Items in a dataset
----------

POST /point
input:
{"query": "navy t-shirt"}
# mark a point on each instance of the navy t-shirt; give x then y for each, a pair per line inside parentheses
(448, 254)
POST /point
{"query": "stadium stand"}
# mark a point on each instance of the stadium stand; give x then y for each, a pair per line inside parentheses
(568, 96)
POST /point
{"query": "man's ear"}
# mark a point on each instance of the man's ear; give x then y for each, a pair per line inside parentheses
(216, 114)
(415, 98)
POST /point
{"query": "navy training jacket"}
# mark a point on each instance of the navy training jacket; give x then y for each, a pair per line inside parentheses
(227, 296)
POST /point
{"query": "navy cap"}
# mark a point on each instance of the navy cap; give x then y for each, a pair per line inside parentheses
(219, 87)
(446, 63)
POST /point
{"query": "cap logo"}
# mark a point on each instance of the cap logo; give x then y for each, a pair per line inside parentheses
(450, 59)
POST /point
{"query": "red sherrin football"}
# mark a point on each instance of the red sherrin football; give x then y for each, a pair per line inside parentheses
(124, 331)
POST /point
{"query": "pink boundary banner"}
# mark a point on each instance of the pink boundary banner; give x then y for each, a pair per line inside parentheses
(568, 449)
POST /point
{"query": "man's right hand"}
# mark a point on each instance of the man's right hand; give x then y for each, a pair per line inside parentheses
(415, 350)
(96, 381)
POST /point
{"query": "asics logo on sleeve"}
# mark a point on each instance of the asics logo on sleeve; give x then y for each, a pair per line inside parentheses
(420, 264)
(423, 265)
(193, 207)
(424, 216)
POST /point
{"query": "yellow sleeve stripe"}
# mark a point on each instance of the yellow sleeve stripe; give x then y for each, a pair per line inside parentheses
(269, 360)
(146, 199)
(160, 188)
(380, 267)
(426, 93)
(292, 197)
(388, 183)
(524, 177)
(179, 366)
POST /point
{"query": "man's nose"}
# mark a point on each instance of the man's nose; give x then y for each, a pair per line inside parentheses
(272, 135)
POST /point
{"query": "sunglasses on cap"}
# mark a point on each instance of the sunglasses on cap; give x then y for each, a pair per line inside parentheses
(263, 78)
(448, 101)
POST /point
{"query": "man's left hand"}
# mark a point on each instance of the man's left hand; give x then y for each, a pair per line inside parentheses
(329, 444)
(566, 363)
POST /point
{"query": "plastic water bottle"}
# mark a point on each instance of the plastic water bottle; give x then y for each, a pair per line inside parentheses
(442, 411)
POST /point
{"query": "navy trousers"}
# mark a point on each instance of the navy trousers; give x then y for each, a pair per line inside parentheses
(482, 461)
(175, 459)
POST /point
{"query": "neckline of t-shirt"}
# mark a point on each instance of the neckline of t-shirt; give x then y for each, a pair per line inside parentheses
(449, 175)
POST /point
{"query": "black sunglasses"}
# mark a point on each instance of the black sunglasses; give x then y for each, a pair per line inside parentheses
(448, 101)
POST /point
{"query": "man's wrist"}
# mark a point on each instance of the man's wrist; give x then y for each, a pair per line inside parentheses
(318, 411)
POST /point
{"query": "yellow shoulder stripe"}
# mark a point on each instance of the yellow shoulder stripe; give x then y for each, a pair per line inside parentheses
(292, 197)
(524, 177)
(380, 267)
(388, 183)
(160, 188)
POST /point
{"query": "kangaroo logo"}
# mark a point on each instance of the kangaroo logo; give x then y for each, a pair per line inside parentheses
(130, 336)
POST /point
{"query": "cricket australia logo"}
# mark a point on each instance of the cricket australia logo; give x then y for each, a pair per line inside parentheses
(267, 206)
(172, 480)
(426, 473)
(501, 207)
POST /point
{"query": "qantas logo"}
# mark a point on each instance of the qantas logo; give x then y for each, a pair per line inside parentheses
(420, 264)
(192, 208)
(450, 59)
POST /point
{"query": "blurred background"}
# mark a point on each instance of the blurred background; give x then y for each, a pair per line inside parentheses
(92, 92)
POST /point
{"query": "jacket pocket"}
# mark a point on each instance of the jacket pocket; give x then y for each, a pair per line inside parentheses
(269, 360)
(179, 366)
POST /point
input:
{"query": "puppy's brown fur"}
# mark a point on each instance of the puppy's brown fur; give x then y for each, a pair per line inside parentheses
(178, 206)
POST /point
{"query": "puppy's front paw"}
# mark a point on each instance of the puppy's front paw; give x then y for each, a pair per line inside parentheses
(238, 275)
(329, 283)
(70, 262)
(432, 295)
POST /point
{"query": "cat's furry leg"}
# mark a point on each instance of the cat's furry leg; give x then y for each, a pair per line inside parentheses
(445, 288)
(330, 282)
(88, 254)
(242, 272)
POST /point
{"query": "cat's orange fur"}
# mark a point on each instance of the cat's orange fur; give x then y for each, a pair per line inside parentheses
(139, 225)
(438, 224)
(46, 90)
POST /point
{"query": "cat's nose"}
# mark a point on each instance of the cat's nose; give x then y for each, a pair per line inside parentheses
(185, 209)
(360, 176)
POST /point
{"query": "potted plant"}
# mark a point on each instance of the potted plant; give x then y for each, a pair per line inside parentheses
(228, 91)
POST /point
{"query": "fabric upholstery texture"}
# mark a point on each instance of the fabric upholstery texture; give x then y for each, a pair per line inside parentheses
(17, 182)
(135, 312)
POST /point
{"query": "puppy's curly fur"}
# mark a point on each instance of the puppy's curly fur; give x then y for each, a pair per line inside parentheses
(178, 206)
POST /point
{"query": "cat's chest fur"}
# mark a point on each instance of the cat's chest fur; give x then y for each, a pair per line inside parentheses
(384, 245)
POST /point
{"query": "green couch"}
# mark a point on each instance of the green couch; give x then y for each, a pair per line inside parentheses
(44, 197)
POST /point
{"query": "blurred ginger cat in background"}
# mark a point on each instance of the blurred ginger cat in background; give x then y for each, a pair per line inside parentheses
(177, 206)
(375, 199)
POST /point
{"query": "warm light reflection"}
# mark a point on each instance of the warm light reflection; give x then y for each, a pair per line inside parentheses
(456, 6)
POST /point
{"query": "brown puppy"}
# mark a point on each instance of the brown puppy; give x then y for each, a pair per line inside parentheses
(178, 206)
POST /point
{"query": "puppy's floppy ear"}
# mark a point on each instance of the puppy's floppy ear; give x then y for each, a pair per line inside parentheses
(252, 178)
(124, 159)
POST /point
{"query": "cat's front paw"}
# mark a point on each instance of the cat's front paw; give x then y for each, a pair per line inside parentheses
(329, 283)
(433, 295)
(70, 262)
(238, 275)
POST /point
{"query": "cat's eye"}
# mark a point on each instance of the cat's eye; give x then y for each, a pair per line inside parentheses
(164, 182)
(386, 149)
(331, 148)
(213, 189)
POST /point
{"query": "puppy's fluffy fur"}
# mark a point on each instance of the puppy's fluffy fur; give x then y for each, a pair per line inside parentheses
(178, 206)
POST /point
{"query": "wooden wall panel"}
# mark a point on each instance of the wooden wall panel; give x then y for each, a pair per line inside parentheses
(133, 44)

----------

> **Aim**: Count the lines in the records above that contain the string "training", treating uppercase and lowercase as different. Reply with the number only.

> **The output**: 2